◆ INSTRUKSI ANDA ◆
Saring daftar di bawah dan salin setiap baris yang memuat kata "above". Huruf besar dan kecil dibedakan.

======== DATA YANG DIBERIKAN ========

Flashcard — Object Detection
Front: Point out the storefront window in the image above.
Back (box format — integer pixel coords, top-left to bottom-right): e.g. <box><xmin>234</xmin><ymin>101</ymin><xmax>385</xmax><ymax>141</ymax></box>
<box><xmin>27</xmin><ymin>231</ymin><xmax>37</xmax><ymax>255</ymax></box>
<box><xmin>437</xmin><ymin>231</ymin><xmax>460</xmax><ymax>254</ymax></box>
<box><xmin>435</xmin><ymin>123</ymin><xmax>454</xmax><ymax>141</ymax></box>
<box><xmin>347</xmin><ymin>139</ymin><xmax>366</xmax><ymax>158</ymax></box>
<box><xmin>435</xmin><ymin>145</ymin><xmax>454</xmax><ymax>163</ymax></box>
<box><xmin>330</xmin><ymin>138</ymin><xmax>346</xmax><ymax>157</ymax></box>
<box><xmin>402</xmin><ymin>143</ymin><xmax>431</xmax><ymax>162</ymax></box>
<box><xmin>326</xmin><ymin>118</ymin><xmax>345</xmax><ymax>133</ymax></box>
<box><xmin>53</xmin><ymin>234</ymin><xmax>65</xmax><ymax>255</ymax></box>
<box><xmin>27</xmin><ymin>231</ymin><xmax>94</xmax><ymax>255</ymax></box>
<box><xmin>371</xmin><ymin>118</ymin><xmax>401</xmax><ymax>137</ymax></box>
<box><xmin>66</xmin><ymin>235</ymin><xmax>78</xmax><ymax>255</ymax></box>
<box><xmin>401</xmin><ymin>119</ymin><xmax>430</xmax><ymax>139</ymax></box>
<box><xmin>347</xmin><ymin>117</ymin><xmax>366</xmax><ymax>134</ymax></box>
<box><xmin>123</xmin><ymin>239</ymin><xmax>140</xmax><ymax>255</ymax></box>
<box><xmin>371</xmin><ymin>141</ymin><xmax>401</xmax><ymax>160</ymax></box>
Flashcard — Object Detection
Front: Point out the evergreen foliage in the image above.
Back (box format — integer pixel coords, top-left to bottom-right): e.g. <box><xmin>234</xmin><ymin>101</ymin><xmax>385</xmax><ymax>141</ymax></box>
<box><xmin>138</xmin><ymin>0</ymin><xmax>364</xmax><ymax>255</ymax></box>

========

◆ JAWABAN LATIHAN ◆
Front: Point out the storefront window in the image above.
Front: Point out the evergreen foliage in the image above.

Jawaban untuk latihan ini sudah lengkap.